§ The problem: Convert the material below into a two-column CSV headed command and output, with one row for each run of segment: the full command text goes in the first column and its result in the second. Put each field in quotes and replace line breaks with spaces.
[start of Material supplied]
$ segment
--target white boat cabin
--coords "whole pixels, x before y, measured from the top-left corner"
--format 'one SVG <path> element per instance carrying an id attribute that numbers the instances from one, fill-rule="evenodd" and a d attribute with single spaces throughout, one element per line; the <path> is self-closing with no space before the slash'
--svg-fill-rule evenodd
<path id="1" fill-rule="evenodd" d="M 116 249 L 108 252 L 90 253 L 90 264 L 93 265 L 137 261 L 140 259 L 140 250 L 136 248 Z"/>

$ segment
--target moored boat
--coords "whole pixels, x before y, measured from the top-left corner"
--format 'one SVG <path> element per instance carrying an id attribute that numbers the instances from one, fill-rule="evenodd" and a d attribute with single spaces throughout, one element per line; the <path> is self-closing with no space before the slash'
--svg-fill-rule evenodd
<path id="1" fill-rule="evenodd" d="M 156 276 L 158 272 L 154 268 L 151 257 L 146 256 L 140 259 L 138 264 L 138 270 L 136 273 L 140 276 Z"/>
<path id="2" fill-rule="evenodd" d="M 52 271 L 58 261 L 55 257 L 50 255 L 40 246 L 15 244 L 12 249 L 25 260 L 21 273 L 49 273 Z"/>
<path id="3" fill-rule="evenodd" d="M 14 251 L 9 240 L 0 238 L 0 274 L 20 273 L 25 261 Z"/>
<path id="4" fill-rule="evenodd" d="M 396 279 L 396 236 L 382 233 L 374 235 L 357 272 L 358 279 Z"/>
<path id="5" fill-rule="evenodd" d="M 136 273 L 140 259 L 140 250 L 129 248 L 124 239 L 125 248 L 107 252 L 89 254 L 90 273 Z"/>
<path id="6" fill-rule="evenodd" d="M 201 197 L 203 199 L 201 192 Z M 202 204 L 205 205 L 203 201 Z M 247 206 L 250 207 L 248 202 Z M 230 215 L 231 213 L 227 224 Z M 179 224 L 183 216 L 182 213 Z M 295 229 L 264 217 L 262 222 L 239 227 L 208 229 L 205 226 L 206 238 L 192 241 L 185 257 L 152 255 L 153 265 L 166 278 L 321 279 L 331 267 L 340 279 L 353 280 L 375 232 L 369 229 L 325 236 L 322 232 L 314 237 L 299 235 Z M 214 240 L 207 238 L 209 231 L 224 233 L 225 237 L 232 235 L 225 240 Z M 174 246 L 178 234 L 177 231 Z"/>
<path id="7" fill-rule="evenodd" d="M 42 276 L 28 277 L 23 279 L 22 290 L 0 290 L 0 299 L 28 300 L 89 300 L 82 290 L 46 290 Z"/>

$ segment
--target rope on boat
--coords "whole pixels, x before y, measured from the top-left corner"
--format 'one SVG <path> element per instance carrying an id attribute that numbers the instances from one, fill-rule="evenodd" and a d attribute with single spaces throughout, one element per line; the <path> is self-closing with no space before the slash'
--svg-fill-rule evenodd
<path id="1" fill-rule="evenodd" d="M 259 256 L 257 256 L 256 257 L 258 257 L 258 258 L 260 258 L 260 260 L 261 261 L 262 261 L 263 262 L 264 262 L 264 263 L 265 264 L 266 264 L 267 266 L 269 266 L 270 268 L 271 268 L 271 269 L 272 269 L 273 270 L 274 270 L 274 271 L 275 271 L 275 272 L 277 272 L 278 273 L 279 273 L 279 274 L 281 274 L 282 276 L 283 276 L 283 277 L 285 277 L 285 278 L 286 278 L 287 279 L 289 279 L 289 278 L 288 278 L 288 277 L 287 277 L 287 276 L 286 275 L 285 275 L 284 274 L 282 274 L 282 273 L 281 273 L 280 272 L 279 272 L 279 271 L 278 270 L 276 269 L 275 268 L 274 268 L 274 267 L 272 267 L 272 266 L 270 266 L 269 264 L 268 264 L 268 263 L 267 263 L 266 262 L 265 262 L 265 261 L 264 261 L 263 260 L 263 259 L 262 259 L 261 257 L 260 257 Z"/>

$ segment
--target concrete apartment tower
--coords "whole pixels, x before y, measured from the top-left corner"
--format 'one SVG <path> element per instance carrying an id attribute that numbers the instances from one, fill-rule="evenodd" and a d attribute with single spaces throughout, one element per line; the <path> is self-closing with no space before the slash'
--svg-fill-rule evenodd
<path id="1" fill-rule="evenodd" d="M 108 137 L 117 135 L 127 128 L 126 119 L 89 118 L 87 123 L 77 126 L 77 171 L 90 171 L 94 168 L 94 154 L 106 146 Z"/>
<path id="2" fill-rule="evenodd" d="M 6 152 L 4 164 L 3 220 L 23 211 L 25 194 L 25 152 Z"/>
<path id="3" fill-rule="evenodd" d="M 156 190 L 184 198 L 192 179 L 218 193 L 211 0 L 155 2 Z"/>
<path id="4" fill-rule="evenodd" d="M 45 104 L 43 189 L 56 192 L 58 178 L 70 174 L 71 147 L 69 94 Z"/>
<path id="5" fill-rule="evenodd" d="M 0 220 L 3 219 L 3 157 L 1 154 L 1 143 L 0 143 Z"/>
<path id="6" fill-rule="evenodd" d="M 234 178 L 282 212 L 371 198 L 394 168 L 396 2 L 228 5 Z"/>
[end of Material supplied]
§ Correct result:
command,output
"$ segment --target white boat cabin --coords ""whole pixels, x before y, measured from the top-left corner"" --format 'one SVG <path> element per instance carrying an id attribute that numbers the instances from one, fill-rule=""evenodd"" and a d attribute with single spaces throughout, one element per line; the <path> is self-closing with no space before the slash' --svg-fill-rule evenodd","<path id=""1"" fill-rule=""evenodd"" d=""M 116 249 L 108 252 L 90 253 L 90 264 L 93 265 L 137 261 L 140 259 L 140 250 L 136 248 Z""/>"
"$ segment --target moored boat --coords ""whole pixels, x before y, measured from the top-left corner"" --format 'one SVG <path> element per instance carrying an id attribute that numbers the instances from one, fill-rule=""evenodd"" and a d attribute with single spaces throughout, one element per line; the <path> is self-closing with no space before the slash' --svg-fill-rule evenodd","<path id=""1"" fill-rule=""evenodd"" d=""M 156 276 L 158 272 L 154 268 L 151 257 L 146 256 L 140 259 L 138 264 L 138 270 L 136 273 L 140 276 Z""/> <path id=""2"" fill-rule=""evenodd"" d=""M 52 271 L 58 261 L 55 257 L 50 255 L 40 246 L 15 244 L 12 249 L 25 260 L 21 273 L 49 273 Z""/> <path id=""3"" fill-rule=""evenodd"" d=""M 14 251 L 9 240 L 0 238 L 0 274 L 20 273 L 25 261 Z""/> <path id=""4"" fill-rule=""evenodd"" d=""M 396 279 L 396 236 L 382 233 L 374 235 L 357 272 L 358 279 Z""/> <path id=""5"" fill-rule=""evenodd"" d=""M 136 273 L 140 259 L 140 250 L 129 248 L 124 239 L 125 248 L 107 252 L 89 254 L 90 273 Z""/> <path id=""6"" fill-rule=""evenodd"" d=""M 201 197 L 203 199 L 201 192 Z M 202 204 L 205 205 L 203 201 Z M 247 206 L 250 207 L 248 202 Z M 230 215 L 231 213 L 227 224 Z M 179 224 L 183 216 L 182 213 Z M 295 229 L 264 217 L 262 222 L 239 227 L 208 229 L 205 226 L 206 238 L 192 241 L 185 257 L 152 255 L 153 265 L 166 278 L 321 279 L 331 267 L 340 279 L 353 280 L 375 232 L 369 229 L 325 236 L 322 232 L 314 237 L 299 235 Z M 214 240 L 207 238 L 209 231 L 224 233 L 225 237 L 232 235 L 225 240 Z M 174 246 L 178 234 L 177 231 Z""/> <path id=""7"" fill-rule=""evenodd"" d=""M 42 276 L 28 277 L 23 279 L 22 290 L 0 290 L 0 299 L 28 300 L 89 300 L 82 290 L 46 290 Z""/>"
"$ segment --target rope on boat --coords ""whole pixels, x before y, measured from the top-left corner"" --format 'one SVG <path> element per instance carrying an id attribute that numbers the instances from one, fill-rule=""evenodd"" and a d attribute with single spaces throughout, one element per line; the <path> is self-closing with no space before the slash' --svg-fill-rule evenodd","<path id=""1"" fill-rule=""evenodd"" d=""M 259 256 L 257 256 L 256 257 L 258 257 L 258 258 L 260 258 L 260 260 L 261 261 L 262 261 L 263 262 L 264 262 L 264 263 L 265 264 L 266 264 L 267 266 L 269 266 L 270 268 L 271 268 L 271 269 L 272 269 L 273 270 L 274 270 L 274 271 L 275 271 L 275 272 L 277 272 L 278 273 L 279 273 L 279 274 L 281 274 L 282 276 L 283 276 L 283 277 L 285 277 L 285 278 L 286 278 L 287 279 L 289 279 L 289 278 L 288 278 L 288 277 L 287 277 L 287 276 L 286 275 L 285 275 L 284 274 L 282 274 L 282 273 L 281 273 L 280 272 L 279 272 L 279 271 L 278 270 L 276 269 L 275 268 L 274 268 L 274 267 L 272 267 L 272 266 L 270 266 L 269 264 L 268 264 L 268 263 L 267 263 L 266 262 L 265 262 L 265 261 L 264 261 L 263 260 L 263 259 L 262 259 L 261 257 L 260 257 Z""/>"
"$ segment --target concrete apartment tower --coords ""whole pixels, x before y, measured from the top-left corner"" --format 'one SVG <path> element per instance carrying an id attribute that numbers the instances from one, fill-rule=""evenodd"" and a d attribute with single spaces throughout, one element per line; the <path> is self-closing with no space before the slash' --svg-fill-rule evenodd","<path id=""1"" fill-rule=""evenodd"" d=""M 108 137 L 117 135 L 127 128 L 126 119 L 89 118 L 87 123 L 77 126 L 77 171 L 90 171 L 94 168 L 94 154 L 106 146 Z""/> <path id=""2"" fill-rule=""evenodd"" d=""M 6 152 L 4 164 L 3 220 L 23 211 L 25 194 L 25 152 Z""/> <path id=""3"" fill-rule=""evenodd"" d=""M 156 190 L 184 198 L 192 179 L 218 193 L 211 0 L 155 2 Z""/> <path id=""4"" fill-rule=""evenodd"" d=""M 45 104 L 43 189 L 56 192 L 58 178 L 70 174 L 71 147 L 69 94 Z""/> <path id=""5"" fill-rule=""evenodd"" d=""M 0 220 L 3 219 L 3 157 L 1 154 L 1 143 L 0 143 Z""/> <path id=""6"" fill-rule=""evenodd"" d=""M 234 178 L 282 212 L 371 198 L 394 168 L 396 2 L 228 5 Z""/>"